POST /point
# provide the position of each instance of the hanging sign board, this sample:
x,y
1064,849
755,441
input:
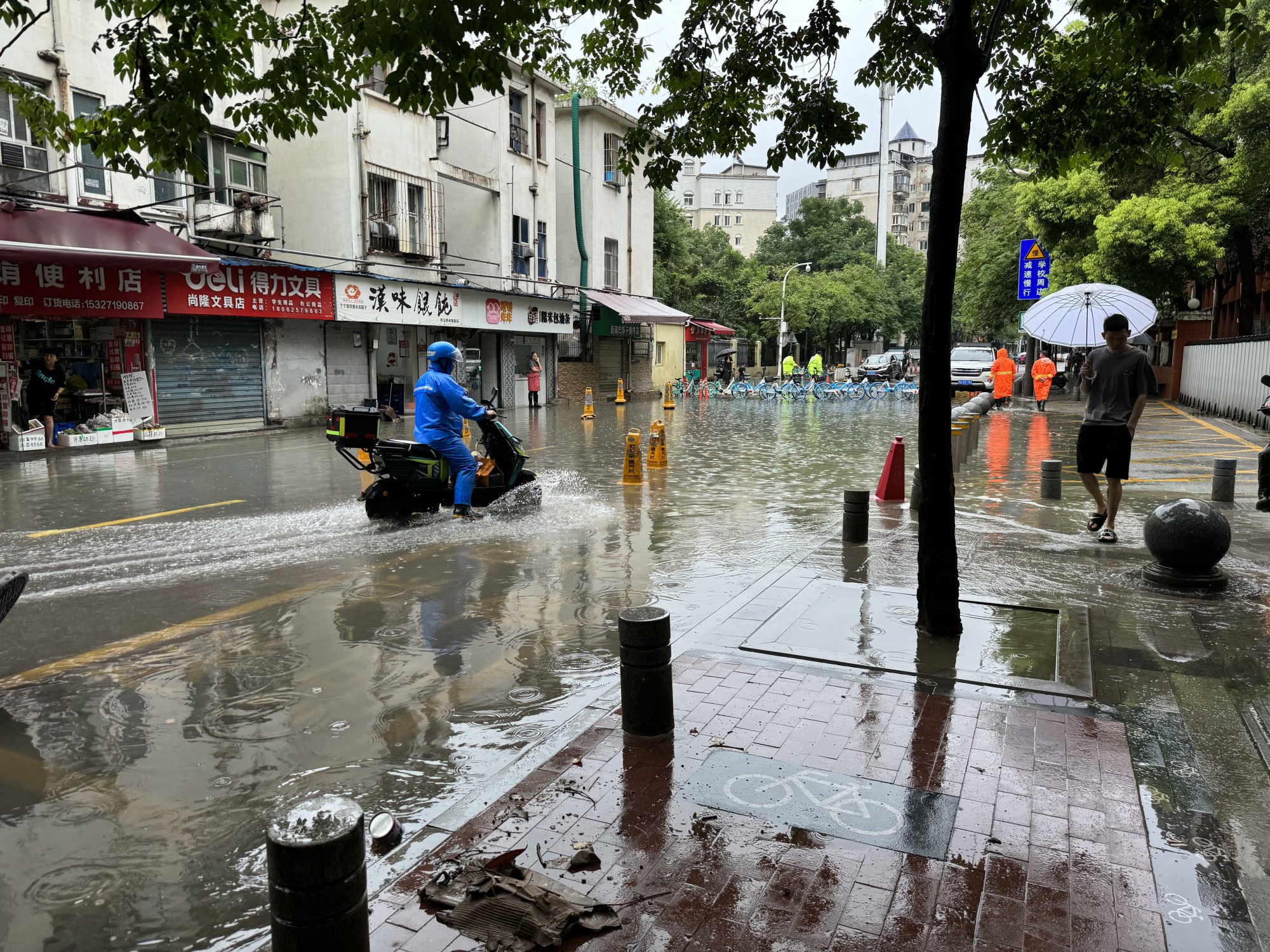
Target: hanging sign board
x,y
137,395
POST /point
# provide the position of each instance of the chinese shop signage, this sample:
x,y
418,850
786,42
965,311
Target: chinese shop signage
x,y
396,303
255,291
72,291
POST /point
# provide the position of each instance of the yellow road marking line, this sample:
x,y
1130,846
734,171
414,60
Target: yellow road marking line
x,y
1215,428
154,638
133,519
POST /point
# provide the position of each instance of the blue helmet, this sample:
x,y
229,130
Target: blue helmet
x,y
443,356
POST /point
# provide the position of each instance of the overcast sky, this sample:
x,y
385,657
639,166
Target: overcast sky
x,y
920,109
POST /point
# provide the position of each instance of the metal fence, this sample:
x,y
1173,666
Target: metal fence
x,y
1224,378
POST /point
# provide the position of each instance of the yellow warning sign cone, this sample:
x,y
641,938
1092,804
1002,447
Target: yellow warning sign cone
x,y
657,446
633,472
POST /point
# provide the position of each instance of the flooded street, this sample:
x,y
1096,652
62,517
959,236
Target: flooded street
x,y
170,684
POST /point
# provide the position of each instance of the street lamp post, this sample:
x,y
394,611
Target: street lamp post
x,y
780,338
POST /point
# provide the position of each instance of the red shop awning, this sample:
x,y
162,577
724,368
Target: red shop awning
x,y
714,328
97,239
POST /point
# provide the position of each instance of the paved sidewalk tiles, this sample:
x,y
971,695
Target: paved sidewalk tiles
x,y
1048,849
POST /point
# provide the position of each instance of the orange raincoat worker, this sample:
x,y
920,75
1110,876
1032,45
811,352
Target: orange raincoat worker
x,y
1003,378
1043,375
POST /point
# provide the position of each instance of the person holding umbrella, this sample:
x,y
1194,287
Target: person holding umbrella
x,y
1118,379
1043,375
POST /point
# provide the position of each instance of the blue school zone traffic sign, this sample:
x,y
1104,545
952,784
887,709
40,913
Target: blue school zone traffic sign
x,y
1033,270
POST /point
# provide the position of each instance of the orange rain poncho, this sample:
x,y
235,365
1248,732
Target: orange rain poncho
x,y
1043,375
1003,375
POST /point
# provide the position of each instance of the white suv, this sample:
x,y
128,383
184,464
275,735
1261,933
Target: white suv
x,y
972,367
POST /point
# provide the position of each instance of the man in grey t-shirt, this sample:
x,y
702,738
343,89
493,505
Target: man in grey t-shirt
x,y
1118,379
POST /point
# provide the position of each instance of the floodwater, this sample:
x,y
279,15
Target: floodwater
x,y
403,664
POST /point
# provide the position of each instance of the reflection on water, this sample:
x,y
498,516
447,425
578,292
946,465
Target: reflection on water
x,y
421,658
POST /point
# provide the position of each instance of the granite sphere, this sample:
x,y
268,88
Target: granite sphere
x,y
1188,535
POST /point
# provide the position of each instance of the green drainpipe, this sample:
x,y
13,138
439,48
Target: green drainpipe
x,y
582,241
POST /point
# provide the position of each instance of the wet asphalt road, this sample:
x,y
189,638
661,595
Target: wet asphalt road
x,y
283,644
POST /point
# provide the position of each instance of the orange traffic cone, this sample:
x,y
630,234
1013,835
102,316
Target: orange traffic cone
x,y
891,487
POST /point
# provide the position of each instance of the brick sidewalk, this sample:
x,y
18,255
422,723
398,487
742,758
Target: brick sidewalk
x,y
1048,849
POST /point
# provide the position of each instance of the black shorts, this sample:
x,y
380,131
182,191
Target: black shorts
x,y
41,408
1104,445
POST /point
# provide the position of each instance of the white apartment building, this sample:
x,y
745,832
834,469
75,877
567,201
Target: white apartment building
x,y
910,169
349,252
742,200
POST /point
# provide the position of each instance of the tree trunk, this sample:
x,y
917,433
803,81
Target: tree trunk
x,y
1248,280
961,64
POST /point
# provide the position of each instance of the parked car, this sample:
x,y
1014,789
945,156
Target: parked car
x,y
972,367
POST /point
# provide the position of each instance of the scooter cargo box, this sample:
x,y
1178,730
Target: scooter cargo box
x,y
354,426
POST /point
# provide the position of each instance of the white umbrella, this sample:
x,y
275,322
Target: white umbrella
x,y
1074,317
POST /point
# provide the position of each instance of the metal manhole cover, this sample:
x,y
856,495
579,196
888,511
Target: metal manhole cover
x,y
838,805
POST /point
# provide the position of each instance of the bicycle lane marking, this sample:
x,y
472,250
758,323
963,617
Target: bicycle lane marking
x,y
836,805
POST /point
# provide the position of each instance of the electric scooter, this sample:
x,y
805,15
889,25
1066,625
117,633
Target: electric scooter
x,y
413,478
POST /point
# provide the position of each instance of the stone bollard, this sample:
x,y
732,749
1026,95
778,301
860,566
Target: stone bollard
x,y
317,861
1051,479
1188,538
648,691
855,516
1224,480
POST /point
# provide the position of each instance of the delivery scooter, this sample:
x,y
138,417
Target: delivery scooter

● ● ● ● ●

Every record must be copied exactly, with images dropped from the result.

Response below:
POST /point
# provide the position of each instance of the hanging sign board, this sample:
x,y
1064,849
755,441
input:
Target: hanging sign board
x,y
137,395
POST /point
# provide the position of each instance of the chinese shop signage, this sample:
x,y
418,850
786,42
965,311
Target: chinese shop signage
x,y
396,303
255,291
72,291
POST /point
# provide the position of each instance of the yellow road marking line, this sample:
x,y
1130,846
734,171
414,60
Target: yellow road marking line
x,y
1215,428
154,638
133,519
POST /point
# provide the position of each instance of the blue helmet, this sample:
x,y
229,130
Target: blue helmet
x,y
443,356
POST /point
# provide the position of each instance of the overcast sky, this sample:
x,y
385,657
639,166
Target: overcast sky
x,y
920,109
POST /point
# provide the position of each instance of the metal fence, this sample:
x,y
1173,666
Target: metal fence
x,y
1224,378
POST /point
# provide the position of each instance of the yellow warning sign cone, this sample:
x,y
641,938
1092,804
1002,447
Target: yellow warning sign cone
x,y
657,446
633,472
POST /point
# provide the position of each instance of the flooded street, this sample:
x,y
1096,652
62,517
959,236
Target: flooded street
x,y
170,684
POST /point
# provide the position of each instance of the street lamp post, this sample:
x,y
394,611
Target: street lamp post
x,y
780,338
POST /point
# provide the position of each instance of the red shop awning, this sample:
x,y
162,577
724,368
Target: red shop awning
x,y
714,328
97,239
POST /point
# provide the position of each instance of the paved sidewalk tiles, this sample:
x,y
971,695
Target: paved sidewalk tiles
x,y
1048,849
POST /point
# provide the position of each instance of the orange raincoat worker, this sample:
x,y
920,75
1110,876
1032,45
811,352
Target: orange raincoat worker
x,y
1003,378
1043,375
POST /point
# provide the position of each instance of the person holding umbrella, this sample:
x,y
1194,287
Target: person holding umbrella
x,y
1118,379
1043,375
POST /point
# provide the position of each instance of the blue school zone traffic sign, this sample:
x,y
1104,545
952,784
887,709
40,913
Target: blue school zone traffic sign
x,y
1033,270
POST /point
# provide the position of each instance of the orange rain poncho, this sample:
x,y
235,365
1248,732
Target: orange rain poncho
x,y
1043,375
1003,375
POST /point
# provide the position of each instance of the white suv, this sample:
x,y
128,383
184,464
275,735
1261,933
Target: white suv
x,y
972,367
POST /point
# provide the position of each instance of the man in grey t-shirt, this sample:
x,y
702,738
343,89
493,505
Target: man in grey t-shirt
x,y
1118,379
POST /point
# provide the position of each instance of the floodwater, this sample:
x,y
279,15
Target: floodwater
x,y
403,664
POST /point
# provide the position of each instance of the reflection on water, this sample:
x,y
498,516
447,425
578,292
946,465
Target: reflection on water
x,y
421,658
POST /point
# provide the position of each instance of the granite sphere, this sample:
x,y
268,88
Target: granite sphere
x,y
1188,535
POST /point
# provide the position of each instance of the green drainpipe, this sample:
x,y
13,138
439,48
Target: green drainpipe
x,y
582,241
POST /point
# provide the position of each instance of the wet asphalt road, this sample:
x,y
189,638
661,595
Target: wet asphalt road
x,y
283,644
POST /point
# provide the position of each instance of the orange traffic cone, this sample:
x,y
630,234
1013,835
102,316
Target: orange traffic cone
x,y
891,487
POST /point
# provide the position of each instance of the brick sidewalk, this sample:
x,y
18,255
422,723
398,487
742,758
Target: brick sidewalk
x,y
1048,849
POST /point
# provide the position of each instance of the black shorts, this sample:
x,y
380,131
182,191
Target: black shorts
x,y
41,408
1104,445
POST /point
# provide the position of each instance of the white apartment building, this sample:
x,y
745,832
834,469
75,877
567,201
Target: white apartment building
x,y
910,169
349,252
742,200
POST /point
# provide the position of each instance of the tree trunk, this sample:
x,y
917,433
803,81
Target: tree trunk
x,y
1248,280
961,64
POST /point
# provide the position of each instance of the parked car, this sample:
x,y
1014,789
945,156
Target: parked car
x,y
972,367
POST /point
# provide the position of each instance of the scooter cargo box, this sample:
x,y
1178,730
Target: scooter cargo box
x,y
354,426
POST /point
# provide the position of each instance of the white umbrella, this sample:
x,y
275,322
Target: white umbrella
x,y
1074,317
POST /point
# provide the position of each instance of the metal manhole cover, this sample:
x,y
856,495
579,196
888,511
Target: metal manhole cover
x,y
838,805
POST /point
# provide the position of each instance of the bicycle lane marking, this sample:
x,y
472,250
758,323
963,617
Target: bicycle lane marking
x,y
836,805
POST /point
# provide the position of each instance of the electric scooter, this sample:
x,y
805,15
889,25
1066,625
117,633
Target: electric scooter
x,y
413,478
POST /point
# provide the position of each instance of the stone bollard, this sample:
x,y
732,749
1026,95
778,301
860,566
Target: stone bollard
x,y
317,861
1051,479
1188,538
648,691
855,516
1224,480
POST /point
# provide the position of each instance of the delivery scooter, this sample:
x,y
138,417
Target: delivery scooter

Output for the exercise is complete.